[Do this] Convert the records from the line with "Return one point per instance of the white" up to and including the line with "Target: dark red background wall" into a Markdown table with the columns Row and Line. Put each line in its own numbered row, and leave out blank lines.

[Object point labels]
━━━━━━━━━━━━━━━━━━━━━━━━━━━━━━
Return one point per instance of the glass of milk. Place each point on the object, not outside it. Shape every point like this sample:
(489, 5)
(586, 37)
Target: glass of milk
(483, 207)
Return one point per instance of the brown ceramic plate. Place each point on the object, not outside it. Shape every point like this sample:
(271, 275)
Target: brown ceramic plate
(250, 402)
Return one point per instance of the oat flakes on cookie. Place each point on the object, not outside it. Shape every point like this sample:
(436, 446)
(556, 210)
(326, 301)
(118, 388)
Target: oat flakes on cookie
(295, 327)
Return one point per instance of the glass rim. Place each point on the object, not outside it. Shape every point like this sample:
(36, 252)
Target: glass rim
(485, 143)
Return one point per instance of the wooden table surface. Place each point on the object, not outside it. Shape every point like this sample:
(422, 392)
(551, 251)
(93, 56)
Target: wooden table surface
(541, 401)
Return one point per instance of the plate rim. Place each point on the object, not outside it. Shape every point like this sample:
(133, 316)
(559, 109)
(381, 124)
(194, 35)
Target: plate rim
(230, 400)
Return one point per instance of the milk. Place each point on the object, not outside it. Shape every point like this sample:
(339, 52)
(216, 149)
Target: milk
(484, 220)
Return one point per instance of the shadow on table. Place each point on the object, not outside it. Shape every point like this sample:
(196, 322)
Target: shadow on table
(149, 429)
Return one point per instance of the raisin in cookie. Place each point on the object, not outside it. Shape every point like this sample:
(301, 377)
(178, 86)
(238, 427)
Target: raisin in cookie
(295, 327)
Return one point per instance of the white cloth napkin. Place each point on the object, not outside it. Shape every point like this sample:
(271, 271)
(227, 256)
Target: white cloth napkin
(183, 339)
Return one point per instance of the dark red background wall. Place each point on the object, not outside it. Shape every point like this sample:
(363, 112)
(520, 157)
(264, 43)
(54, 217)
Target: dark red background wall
━━━━━━━━━━━━━━━━━━━━━━━━━━━━━━
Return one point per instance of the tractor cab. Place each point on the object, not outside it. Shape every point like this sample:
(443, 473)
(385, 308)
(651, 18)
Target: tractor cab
━━━━━━━━━━━━━━━━━━━━━━━━━━━━━━
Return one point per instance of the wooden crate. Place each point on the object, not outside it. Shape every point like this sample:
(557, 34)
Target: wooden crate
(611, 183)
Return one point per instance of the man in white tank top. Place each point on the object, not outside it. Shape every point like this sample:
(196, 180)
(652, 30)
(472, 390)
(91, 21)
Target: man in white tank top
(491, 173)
━━━━━━━━━━━━━━━━━━━━━━━━━━━━━━
[Solution to the problem]
| Row | Line |
|---|---|
| 1 | Return one point per instance of the white cloth napkin. Place each point on the object, not outside it. Shape every point like this sample: |
| 2 | (271, 271) |
| 3 | (227, 256) |
| 4 | Target: white cloth napkin |
| 5 | (183, 339) |
| 6 | Return one point per instance of the dark red background wall. Place each point on the object, not outside it. Shape every point like this sample: |
| 7 | (363, 112) |
| 8 | (520, 157) |
| 9 | (264, 43) |
| 10 | (54, 217) |
| 11 | Target: dark red background wall |